**Selected text**
━━━

Kentucky Route 9 (KY 9) is a  state highway maintained by the Kentucky Transportation Cabinet in the U.S. Commonwealth of Kentucky. The highway extends from Grayson to Newport (a city in Kentucky across the Ohio River from Cincinnati, Ohio), roughly paralleling the Ohio River between Vanceburg and Newport.

Most of its path, from Grayson to the Interstate 275 loop in Wilder, is also known as the AA Highway (officially, the John Y. Brown Jr. AA Highway). KY 10 forms a branch of the AA Highway between Vanceburg and the Jesse Stuart Memorial Bridge in Grays Branch, near Greenup.

Route description

The AA Highway follows a general northwest–southeast orientation.  For most of its length, the AA Highway is a two lane road that passes through a sparsely populated rural area of Northern Kentucky.  While the highway passes through terrain that is rolling to hilly, the highway is generally level with moderate grades and no steep grades. Except for Carter County, all counties that the AA Highway passes through border the Ohio River.  The only municipalities on the highway are Vanceburg and Maysville and suburban areas of Cincinnati at its western terminus.  Those areas are also the only areas with any services used by motorists such as motels, gas stations, restaurants, convenience stores, etc.  The only traffic signals on the AA Highway are near Maysville (along a commercial strip with many retail establishments and restaurants), suburban Cincinnati, and at its eastern terminus just north of Interstate 64 near Grayson.  There are no rest areas on the AA Highway.  Other than the portions that traverse the edge of Maysville and enter suburban Cincinnati, there are no shopping centers or major retail stores along the AA Highway.

━━━

**Records provided**
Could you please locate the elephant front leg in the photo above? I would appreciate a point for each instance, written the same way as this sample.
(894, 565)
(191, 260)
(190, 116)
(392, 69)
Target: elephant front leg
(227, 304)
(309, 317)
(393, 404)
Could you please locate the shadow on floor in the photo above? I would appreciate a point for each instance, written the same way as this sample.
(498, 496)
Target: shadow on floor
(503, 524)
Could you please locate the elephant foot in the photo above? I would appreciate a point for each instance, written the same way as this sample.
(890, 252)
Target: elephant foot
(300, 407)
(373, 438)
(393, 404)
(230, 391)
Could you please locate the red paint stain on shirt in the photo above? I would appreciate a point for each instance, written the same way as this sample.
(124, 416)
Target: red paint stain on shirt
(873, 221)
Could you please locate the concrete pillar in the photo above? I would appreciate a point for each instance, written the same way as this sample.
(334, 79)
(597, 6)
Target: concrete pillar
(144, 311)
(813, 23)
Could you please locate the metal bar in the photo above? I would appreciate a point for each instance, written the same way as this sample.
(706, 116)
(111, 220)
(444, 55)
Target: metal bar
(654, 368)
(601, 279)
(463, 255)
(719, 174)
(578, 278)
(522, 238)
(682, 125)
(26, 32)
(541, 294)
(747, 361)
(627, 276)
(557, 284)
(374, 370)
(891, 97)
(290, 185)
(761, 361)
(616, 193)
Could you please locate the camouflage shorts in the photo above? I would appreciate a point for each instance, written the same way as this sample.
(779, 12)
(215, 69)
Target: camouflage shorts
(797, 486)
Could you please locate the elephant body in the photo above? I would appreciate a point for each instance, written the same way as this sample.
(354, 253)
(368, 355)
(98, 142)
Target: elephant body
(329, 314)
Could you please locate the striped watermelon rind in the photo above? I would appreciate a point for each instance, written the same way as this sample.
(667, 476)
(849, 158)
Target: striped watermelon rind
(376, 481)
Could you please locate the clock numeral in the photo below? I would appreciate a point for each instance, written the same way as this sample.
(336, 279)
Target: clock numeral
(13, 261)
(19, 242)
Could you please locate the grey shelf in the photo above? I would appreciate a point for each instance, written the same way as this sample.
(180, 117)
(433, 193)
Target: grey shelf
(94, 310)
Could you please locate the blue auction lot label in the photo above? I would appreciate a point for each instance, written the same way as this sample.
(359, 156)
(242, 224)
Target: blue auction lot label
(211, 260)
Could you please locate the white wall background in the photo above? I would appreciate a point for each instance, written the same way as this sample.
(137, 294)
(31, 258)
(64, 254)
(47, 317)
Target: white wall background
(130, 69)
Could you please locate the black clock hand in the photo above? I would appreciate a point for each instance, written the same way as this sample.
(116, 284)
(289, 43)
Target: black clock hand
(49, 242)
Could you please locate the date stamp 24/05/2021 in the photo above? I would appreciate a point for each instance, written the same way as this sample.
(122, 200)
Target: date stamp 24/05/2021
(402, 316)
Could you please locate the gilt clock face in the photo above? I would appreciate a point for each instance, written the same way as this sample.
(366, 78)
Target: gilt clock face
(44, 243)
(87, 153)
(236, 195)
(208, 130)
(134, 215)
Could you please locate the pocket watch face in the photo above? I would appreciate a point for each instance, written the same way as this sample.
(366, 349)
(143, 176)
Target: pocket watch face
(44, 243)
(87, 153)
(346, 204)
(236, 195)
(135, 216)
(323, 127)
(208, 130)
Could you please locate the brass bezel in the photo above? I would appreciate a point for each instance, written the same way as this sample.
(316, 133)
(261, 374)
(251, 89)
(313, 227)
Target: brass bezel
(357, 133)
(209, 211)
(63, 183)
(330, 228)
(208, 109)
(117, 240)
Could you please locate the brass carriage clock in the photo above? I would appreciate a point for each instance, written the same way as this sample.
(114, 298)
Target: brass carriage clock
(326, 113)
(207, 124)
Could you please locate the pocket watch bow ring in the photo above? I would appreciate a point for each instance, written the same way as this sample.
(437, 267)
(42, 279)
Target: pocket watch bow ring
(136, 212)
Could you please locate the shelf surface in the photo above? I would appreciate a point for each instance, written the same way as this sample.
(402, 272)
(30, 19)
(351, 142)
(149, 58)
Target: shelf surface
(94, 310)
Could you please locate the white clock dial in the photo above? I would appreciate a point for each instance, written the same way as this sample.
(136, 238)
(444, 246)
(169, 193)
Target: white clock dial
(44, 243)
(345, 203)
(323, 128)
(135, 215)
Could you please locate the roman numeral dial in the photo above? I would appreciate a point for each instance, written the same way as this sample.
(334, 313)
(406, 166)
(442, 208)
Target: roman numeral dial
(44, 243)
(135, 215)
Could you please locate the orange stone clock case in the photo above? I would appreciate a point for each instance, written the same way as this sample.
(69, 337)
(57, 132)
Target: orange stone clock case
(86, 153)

━━━

**Stated goal 1**
For each of the statements (a), (b) and (c) below, say whether it agrees with the Kentucky Route 9 text above, answering yes or no and quoting the text's deciding words. (a) KY 10 forms a branch of the AA Highway between Vanceburg and the Jesse Stuart Memorial Bridge. (b) Every county the AA Highway passes through borders the Ohio River. (c) Motorists can stop at rest areas along the AA Highway.
**Stated goal 2**
Carry on the Kentucky Route 9 text from the point where it stops.

**Task response 1**
(a) Yes: "KY 10 forms a branch of the AA Highway between Vanceburg and the Jesse Stuart Memorial Bridge in Grays Branch, near Greenup."
(b) No: "Except for Carter County, all counties that the AA Highway passes through border the Ohio River."
(c) No: "There are no rest areas on the AA Highway."

**Task response 2**
While the AA highway is not an expressway, it nonetheless serves as the shortest highway link between Cincinnati and Ashland, Kentucky.  As such, it provides a link between Cincinnati and other Midwestern cities such as Chicago, Indianapolis, and Dayton and cities south and east of Ashland such as Huntington and Charleston in West Virginia, Charlottesville and Richmond in Virginia, and Charlotte and Winston-Salem in North Carolina.

High accident rate
The AA Highway is a rural two-lane highway for most of its length and traverses through some desolate terrain. Driver inattention and speeding, in combination with the numerous side road entrances and at-grade intersections have made it a dangerous and deadly road. To address these issues, guide signs comparable to interstate-styled signs have been installed along the highway at major intersections, along with additional overhead lighting. Other measures to improve safety and increase capacity are under consideration.

History
The AA Highway was envisioned as a modern highway from Alexandria to Ashland.

Construction began in 1985 on the first segment of the AA Highway. Estimated to cost $266 million to complete, it was designed primarily as a two-lane controlled-access facility. The first phase included the construction of  of the AA Highway from the junction of Interstate 275 and Licking Pike (existing KY 9) in Campbell County east to Vanceburg. The first phase also included the design of two twenty-five mile-long spurs running east from Vanceburg, one ending at US 23 near Lloyd and the Jesse Stuart Memorial Bridge, the other ending near Interstate 64 in Grayson.

When construction began, the costs for the first phase had risen to $292.7 million; the state had sold $300 million in bonds to pay for it. Segments of the highway, from Clarksburg just west of Vanceburg to Tollesboro was routed on an earlier relocated alignment of KY 10.

It officially opened in 1995; however, it was not formally dedicated until 2003.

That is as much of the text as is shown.